Gather every line of the records below that contains the string "target", and copy each one unchanged.
* * * * * * *
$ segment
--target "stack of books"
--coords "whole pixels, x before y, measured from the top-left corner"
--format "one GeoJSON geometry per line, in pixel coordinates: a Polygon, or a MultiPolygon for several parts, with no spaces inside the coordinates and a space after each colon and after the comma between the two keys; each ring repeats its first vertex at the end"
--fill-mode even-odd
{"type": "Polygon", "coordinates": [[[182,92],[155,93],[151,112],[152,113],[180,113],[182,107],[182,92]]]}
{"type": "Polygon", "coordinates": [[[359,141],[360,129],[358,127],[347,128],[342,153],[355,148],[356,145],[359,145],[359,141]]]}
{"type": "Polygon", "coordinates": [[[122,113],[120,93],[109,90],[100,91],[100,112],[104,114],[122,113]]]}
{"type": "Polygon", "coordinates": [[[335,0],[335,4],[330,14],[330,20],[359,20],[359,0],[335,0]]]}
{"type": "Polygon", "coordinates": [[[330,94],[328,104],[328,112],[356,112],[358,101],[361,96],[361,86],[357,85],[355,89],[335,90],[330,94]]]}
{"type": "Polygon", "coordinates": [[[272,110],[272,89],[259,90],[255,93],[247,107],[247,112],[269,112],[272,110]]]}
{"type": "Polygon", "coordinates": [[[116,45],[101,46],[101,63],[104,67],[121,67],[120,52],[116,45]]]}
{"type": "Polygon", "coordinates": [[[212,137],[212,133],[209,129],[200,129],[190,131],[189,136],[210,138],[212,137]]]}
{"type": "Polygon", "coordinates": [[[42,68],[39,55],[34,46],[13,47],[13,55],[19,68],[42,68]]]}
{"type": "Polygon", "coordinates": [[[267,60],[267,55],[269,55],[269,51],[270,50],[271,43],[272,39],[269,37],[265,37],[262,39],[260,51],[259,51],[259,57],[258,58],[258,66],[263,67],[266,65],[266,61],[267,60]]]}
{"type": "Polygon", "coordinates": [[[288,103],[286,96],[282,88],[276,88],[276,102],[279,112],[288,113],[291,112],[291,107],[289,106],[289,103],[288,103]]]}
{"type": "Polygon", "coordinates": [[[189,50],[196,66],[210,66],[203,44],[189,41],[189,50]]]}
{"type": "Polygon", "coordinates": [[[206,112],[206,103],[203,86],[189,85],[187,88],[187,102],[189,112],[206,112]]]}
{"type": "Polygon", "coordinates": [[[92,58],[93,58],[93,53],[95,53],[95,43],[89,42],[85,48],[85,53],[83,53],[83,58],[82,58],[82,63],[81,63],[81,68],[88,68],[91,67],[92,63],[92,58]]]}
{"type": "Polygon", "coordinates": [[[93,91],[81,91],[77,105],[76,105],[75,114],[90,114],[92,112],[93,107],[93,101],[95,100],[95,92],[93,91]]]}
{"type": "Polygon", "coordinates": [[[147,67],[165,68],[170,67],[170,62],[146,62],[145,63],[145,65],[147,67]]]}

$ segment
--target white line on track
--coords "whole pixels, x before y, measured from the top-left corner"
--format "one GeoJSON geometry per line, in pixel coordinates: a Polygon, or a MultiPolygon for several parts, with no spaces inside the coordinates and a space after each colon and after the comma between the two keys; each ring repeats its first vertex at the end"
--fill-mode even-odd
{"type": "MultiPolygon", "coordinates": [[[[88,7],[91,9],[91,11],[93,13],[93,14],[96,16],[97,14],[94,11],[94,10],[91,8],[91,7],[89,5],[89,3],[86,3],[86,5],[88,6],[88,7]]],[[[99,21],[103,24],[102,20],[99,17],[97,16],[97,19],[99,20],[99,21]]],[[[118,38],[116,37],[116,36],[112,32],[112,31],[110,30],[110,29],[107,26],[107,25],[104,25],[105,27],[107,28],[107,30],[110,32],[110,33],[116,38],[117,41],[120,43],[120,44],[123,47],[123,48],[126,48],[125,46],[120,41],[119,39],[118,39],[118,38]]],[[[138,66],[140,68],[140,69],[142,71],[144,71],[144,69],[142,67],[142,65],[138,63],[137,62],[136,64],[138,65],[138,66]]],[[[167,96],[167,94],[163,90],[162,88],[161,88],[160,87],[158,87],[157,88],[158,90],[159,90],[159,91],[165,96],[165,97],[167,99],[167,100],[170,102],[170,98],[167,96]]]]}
* * * * * * *
Reply to the task:
--target "stack of books"
--target white line on track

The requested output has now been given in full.